START Quoted passage

# someone help?



## OI$urfGOD (Jul 31, 2004)

can someone send me in the direction in which i may be able to find a turbo setup for 03 spec ? or maybe someone that specializes in this and can do it for under 3 k ? if so please help


----------



## chimmike (Oct 17, 2002)

you won't do it for under 3,000, so stop that dream right now.

www.powertechimports.com or www.forcedinductionracing.com

next time, take a gander at the search button, you'd have found it


----------



## 02bluespec (Jan 13, 2004)

I those sites don't provide any help, check out hpautoworks.com. They don't advertise a setup for the spec, but you can order it online or call andy. They are an awesome store in Tempe Az. Got all my mods through them. Good luck. :thumbup:


----------



## chimmike (Oct 17, 2002)

I'm 99% sure HP autoworks doesn't make a proven, safe, reliable turbo kit.

the PTI kit has been proven............................time and again.

a growing number of members on b15sentra.net have the PTI kit


----------



## 02bluespec (Jan 13, 2004)

chimmike said:


> I'm 99% sure HP autoworks doesn't make a proven, safe, reliable turbo kit.
> 
> the PTI kit has been proven............................time and again.

END Quoted passage
START Exercise materials

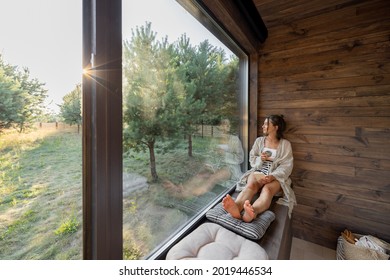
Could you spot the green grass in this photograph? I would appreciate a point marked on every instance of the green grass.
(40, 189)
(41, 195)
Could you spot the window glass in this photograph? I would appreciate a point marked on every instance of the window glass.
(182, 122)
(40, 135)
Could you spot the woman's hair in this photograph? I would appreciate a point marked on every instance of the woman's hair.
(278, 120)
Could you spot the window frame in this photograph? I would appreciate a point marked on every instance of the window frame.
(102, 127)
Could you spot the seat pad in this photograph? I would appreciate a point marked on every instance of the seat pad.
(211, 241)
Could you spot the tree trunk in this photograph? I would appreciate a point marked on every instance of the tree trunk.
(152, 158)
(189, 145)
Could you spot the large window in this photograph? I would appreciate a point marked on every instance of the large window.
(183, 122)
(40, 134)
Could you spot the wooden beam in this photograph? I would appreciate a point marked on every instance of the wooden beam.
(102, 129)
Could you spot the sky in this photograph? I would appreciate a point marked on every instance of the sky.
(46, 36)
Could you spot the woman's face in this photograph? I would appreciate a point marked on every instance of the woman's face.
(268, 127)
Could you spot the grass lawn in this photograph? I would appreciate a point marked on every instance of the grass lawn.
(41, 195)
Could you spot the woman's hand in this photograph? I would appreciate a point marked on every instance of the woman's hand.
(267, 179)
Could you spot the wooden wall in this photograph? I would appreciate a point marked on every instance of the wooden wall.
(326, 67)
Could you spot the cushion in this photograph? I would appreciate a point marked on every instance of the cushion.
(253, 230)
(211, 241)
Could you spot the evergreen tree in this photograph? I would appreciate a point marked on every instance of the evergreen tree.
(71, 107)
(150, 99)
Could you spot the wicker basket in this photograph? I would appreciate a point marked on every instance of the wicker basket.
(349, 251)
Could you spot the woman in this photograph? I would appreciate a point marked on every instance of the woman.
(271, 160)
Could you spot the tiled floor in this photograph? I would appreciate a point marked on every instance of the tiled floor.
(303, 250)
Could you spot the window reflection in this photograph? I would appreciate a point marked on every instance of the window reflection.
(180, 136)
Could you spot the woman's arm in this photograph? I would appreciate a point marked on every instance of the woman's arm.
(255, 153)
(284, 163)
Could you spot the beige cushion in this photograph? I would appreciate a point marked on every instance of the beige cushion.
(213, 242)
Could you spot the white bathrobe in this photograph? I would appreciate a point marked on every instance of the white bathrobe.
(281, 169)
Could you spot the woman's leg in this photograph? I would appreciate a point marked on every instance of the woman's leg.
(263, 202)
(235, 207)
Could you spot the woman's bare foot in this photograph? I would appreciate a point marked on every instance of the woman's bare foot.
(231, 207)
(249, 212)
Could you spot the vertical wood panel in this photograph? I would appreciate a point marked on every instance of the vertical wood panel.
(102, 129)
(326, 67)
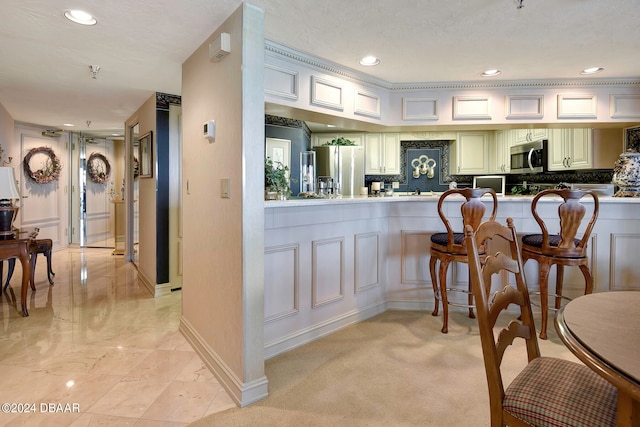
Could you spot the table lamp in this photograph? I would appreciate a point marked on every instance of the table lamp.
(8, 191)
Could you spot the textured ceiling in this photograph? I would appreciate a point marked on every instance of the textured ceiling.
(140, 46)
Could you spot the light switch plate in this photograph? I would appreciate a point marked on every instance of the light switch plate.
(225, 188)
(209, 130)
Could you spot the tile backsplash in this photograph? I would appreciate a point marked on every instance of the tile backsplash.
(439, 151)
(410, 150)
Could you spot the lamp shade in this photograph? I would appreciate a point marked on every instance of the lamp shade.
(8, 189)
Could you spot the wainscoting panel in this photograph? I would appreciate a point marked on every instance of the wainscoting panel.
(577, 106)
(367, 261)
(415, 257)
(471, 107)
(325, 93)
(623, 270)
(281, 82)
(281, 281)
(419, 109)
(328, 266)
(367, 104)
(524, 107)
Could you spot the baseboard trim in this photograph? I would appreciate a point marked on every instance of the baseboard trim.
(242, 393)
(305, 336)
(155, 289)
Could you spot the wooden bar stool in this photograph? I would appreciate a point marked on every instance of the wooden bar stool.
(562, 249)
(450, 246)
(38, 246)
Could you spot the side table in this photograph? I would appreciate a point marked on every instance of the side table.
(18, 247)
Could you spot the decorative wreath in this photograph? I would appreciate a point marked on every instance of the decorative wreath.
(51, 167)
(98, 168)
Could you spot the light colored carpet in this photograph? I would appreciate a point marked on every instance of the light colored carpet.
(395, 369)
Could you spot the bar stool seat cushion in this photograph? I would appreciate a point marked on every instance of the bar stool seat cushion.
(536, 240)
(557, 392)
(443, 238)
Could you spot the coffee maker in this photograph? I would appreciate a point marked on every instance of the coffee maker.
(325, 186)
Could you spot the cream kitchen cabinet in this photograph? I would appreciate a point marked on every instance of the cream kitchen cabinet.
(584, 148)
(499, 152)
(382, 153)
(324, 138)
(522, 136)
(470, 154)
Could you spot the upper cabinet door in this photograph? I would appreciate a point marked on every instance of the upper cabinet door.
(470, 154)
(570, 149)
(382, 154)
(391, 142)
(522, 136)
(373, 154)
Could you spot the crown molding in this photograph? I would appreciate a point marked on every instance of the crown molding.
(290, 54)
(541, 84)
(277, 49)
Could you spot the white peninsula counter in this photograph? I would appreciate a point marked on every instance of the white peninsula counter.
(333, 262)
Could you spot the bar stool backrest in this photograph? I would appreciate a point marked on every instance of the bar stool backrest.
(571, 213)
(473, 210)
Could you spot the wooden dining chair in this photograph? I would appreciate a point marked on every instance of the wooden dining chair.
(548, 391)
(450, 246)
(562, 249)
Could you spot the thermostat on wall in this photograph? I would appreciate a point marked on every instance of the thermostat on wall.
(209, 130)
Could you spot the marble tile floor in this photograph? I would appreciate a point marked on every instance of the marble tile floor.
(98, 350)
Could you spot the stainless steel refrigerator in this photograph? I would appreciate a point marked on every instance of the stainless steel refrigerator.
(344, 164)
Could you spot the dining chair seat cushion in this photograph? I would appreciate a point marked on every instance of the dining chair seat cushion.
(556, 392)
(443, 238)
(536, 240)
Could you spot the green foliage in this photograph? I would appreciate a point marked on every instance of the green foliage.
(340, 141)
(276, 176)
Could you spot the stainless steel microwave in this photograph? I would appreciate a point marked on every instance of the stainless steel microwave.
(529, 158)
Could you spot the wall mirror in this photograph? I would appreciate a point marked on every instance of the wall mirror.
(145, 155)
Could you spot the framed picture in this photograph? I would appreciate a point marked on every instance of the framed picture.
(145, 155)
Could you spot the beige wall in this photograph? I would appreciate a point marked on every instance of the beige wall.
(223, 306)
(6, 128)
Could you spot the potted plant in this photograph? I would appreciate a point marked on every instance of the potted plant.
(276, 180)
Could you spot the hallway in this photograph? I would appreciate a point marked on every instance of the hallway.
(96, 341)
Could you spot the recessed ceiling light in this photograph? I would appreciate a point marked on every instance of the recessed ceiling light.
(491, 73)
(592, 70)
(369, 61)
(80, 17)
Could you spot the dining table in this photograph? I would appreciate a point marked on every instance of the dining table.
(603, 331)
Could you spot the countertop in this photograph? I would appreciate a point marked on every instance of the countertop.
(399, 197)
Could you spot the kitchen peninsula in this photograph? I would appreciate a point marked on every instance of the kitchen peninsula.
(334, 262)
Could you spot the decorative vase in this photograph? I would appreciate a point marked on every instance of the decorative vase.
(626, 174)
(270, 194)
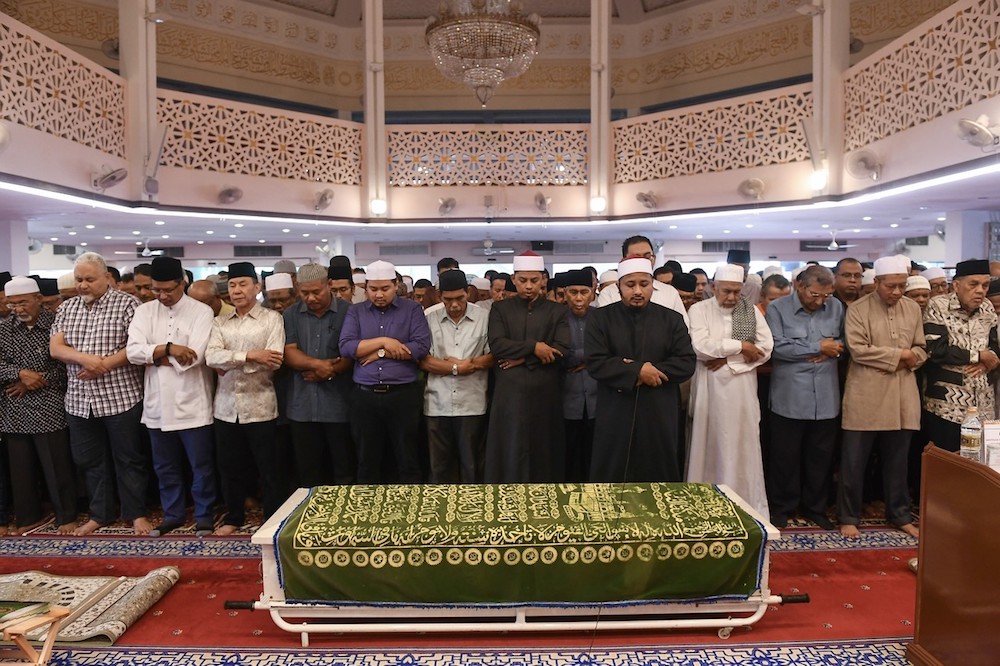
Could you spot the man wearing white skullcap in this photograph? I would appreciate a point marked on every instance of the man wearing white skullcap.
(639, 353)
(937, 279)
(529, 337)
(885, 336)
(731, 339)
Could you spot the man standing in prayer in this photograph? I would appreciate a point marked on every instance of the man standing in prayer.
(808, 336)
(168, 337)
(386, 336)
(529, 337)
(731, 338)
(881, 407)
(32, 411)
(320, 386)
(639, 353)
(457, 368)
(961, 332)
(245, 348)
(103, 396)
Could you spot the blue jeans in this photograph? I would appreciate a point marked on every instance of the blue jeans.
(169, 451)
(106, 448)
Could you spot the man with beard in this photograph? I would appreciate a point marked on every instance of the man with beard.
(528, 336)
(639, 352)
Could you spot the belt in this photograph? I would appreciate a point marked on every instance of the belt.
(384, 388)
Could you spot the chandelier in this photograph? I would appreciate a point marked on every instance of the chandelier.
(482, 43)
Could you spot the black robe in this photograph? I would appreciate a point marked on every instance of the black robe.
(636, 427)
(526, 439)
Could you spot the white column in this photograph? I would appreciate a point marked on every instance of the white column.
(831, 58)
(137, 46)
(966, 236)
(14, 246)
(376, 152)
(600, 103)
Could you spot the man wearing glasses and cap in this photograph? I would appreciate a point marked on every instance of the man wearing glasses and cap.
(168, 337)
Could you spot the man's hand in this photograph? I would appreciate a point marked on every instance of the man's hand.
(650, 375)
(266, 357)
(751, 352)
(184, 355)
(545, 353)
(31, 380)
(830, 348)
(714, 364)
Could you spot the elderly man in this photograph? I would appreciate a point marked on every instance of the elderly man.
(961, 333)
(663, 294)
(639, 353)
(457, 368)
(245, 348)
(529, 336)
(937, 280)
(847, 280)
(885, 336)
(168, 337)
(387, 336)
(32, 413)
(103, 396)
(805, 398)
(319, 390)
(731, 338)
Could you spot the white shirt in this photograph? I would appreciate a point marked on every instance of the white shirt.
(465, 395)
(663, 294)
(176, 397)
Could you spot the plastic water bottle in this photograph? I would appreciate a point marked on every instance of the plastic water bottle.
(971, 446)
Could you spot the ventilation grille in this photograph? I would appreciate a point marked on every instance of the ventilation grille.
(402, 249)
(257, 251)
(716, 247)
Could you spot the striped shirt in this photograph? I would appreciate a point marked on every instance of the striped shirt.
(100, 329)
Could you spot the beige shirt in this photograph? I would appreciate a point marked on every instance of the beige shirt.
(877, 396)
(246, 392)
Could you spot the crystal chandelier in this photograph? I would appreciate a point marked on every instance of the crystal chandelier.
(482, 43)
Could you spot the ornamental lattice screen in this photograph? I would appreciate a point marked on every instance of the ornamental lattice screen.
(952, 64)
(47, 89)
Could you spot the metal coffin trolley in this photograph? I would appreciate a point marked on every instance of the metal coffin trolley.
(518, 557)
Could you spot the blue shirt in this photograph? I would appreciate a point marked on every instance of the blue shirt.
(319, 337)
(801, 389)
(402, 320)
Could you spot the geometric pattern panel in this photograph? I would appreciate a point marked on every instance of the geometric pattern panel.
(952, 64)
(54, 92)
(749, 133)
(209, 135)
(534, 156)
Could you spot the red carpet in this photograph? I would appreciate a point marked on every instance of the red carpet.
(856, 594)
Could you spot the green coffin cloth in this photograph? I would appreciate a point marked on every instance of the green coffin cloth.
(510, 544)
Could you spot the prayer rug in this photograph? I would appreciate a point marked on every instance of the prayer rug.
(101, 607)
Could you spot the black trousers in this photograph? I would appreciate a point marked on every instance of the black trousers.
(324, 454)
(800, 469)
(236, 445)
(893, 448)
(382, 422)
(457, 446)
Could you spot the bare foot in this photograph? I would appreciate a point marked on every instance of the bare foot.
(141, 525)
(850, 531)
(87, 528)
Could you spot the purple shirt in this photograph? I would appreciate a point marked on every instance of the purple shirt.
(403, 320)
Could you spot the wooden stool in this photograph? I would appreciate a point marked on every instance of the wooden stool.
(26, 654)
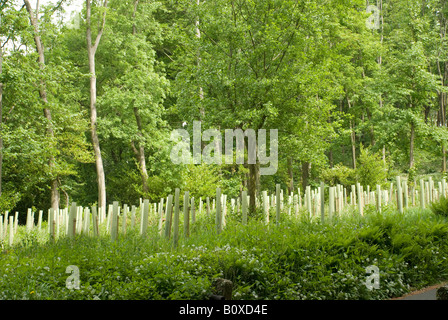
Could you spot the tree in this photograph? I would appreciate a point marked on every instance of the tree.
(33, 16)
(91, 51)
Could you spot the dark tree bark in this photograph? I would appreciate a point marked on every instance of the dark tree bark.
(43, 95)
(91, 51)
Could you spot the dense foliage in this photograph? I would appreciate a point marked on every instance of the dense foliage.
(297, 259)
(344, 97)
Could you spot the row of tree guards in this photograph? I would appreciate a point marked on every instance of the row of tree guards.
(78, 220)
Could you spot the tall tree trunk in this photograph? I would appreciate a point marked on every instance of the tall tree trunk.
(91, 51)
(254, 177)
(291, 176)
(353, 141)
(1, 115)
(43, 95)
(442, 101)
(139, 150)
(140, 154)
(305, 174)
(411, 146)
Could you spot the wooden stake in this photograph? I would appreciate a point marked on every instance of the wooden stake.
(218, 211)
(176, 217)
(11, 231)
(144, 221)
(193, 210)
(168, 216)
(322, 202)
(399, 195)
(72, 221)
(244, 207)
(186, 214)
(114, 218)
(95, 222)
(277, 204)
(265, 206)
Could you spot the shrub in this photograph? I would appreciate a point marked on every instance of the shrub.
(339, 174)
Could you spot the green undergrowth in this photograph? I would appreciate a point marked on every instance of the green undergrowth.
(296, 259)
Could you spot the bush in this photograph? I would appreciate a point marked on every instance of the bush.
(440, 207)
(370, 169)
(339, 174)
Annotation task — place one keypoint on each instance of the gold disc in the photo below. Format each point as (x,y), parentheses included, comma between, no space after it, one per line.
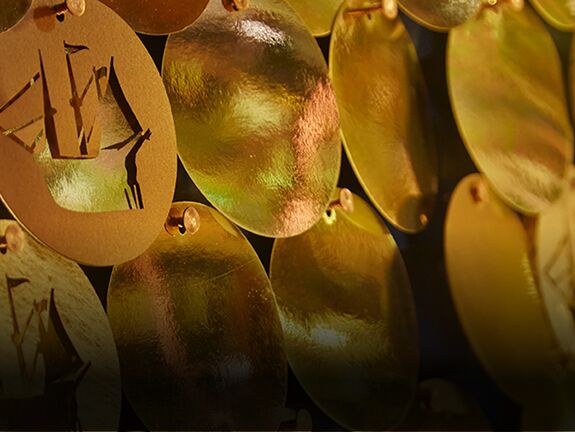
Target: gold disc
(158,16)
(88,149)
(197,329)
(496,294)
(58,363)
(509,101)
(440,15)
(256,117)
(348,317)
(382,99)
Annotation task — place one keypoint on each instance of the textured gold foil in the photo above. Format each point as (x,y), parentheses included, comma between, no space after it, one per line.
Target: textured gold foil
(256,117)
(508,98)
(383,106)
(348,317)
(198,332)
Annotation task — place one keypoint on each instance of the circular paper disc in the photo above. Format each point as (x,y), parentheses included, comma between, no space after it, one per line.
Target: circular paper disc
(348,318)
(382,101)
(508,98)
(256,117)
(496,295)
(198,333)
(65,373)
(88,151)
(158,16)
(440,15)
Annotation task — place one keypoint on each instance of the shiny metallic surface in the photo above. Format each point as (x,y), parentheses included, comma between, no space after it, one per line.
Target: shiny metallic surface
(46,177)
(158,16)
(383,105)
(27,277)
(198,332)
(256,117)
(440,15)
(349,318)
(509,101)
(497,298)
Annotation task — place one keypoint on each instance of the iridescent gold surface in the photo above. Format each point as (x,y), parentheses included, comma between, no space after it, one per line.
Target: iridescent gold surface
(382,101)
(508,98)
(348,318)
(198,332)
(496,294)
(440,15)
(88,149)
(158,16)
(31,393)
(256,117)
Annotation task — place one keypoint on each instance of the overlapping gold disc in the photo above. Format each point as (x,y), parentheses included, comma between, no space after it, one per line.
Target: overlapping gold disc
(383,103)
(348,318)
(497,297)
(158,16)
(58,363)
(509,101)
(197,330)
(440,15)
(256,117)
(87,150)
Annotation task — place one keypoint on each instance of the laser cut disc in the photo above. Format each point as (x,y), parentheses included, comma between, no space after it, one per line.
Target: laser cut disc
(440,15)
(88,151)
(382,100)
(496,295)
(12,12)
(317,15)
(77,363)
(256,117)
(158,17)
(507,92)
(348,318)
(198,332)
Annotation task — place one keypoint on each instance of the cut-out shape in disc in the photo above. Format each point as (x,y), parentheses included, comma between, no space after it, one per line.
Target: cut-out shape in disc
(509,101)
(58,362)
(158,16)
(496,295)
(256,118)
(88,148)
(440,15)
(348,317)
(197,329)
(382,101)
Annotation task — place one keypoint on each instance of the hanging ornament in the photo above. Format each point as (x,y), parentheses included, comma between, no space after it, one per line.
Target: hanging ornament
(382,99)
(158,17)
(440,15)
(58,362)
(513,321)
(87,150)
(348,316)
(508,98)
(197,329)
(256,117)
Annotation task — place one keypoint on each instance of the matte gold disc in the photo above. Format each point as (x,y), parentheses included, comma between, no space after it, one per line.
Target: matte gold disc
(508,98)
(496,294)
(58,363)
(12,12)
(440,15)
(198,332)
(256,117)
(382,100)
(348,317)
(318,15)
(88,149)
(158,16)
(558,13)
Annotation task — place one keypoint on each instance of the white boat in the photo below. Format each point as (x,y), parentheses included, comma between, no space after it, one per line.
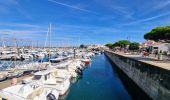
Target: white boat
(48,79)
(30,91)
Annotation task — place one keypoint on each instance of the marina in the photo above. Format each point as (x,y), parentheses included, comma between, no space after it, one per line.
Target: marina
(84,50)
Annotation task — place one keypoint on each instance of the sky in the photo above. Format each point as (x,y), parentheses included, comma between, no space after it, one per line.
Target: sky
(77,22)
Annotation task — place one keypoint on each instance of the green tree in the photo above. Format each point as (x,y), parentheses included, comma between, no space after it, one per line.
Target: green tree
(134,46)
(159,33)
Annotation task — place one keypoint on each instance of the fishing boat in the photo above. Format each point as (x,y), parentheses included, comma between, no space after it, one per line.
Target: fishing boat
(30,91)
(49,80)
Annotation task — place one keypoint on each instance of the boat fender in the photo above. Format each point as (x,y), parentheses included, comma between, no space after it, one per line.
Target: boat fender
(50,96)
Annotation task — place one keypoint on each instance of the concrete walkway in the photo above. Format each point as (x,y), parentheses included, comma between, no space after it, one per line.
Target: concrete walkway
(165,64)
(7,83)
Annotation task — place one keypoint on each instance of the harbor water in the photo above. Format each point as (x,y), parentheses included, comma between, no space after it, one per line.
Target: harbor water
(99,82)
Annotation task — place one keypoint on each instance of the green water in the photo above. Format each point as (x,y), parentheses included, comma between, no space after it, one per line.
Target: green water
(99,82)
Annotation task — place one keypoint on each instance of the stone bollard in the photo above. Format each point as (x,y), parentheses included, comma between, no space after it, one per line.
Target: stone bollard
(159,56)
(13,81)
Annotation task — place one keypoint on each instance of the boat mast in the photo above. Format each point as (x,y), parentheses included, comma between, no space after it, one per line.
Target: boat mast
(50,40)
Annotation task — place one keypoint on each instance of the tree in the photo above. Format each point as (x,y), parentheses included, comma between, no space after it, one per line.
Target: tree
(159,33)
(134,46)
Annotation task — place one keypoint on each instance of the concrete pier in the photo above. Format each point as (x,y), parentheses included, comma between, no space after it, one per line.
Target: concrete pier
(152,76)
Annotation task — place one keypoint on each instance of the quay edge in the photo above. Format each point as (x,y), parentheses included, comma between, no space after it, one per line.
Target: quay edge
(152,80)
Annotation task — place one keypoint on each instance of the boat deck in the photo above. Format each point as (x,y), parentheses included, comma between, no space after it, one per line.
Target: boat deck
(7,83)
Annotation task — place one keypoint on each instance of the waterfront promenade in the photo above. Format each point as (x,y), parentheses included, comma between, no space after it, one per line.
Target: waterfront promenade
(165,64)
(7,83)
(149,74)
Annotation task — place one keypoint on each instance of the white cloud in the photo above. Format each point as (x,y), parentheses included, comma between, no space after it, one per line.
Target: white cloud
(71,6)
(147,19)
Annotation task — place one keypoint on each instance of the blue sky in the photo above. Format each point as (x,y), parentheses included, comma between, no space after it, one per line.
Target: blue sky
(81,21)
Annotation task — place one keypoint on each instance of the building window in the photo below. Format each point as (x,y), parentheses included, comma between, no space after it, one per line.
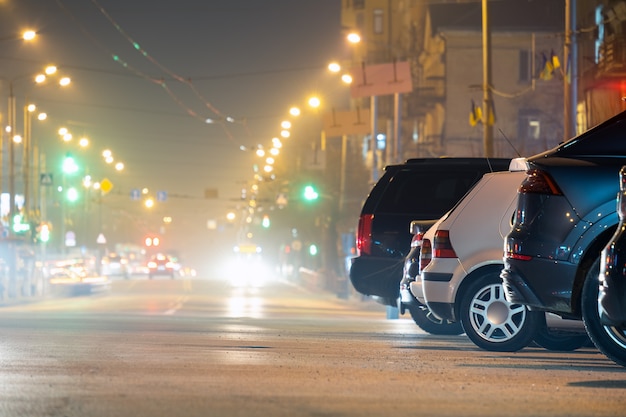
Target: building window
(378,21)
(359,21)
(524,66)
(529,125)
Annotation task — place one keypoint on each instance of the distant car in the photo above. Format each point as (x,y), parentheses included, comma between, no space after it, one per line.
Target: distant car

END Exercise materials

* [Goals]:
**A)** State how many lines of the entries contain the string "hanging", giving the number alone.
**B)** Continue the forum thread about finding a turbo kit from the point where it stops.
The forum thread and the entries have no connection to each other.

* [Task-by-task results]:
**A)** 2

**B)**
> 
> a growing number of members on b15sentra.net have the PTI kit


HPautoworks has a spec that's sponsered by them, according to Andy (the owner) The kit is fully reliable. Won't put money on it though. But I would go with the pti for the power. looks like 17 more hp.

edit: By the way, is the pti street legal, and will it pass smog in Ca.?


----------



## chimmike (Oct 17, 2002)

bahaha, no turbo kit is street legal with CARB..............it _might_ pass emissions in CA, but I doubt it'll pass visual. I don't know what all is entailed in emissions since FL doesn't do testing.

Moving back to Forced Induction where this belongs


----------



## 02bluespec (Jan 13, 2004)

chimmike said:


> bahaha, no turbo kit is street legal with CARB..............it _might_ pass emissions in CA, but I doubt it'll pass visual. I don't know what all is entailed in emissions since FL doesn't do testing.
> 
> Moving back to Forced Induction where this belongs


Damn man....

MAybe I'll just by a vw gti and get some upgrades, intercooler turbo intake exhaust. At least since it is stock w/ turbo upgrades are not illegal in ca.
Of course I'll keep the spec.


----------



## chimmike (Oct 17, 2002)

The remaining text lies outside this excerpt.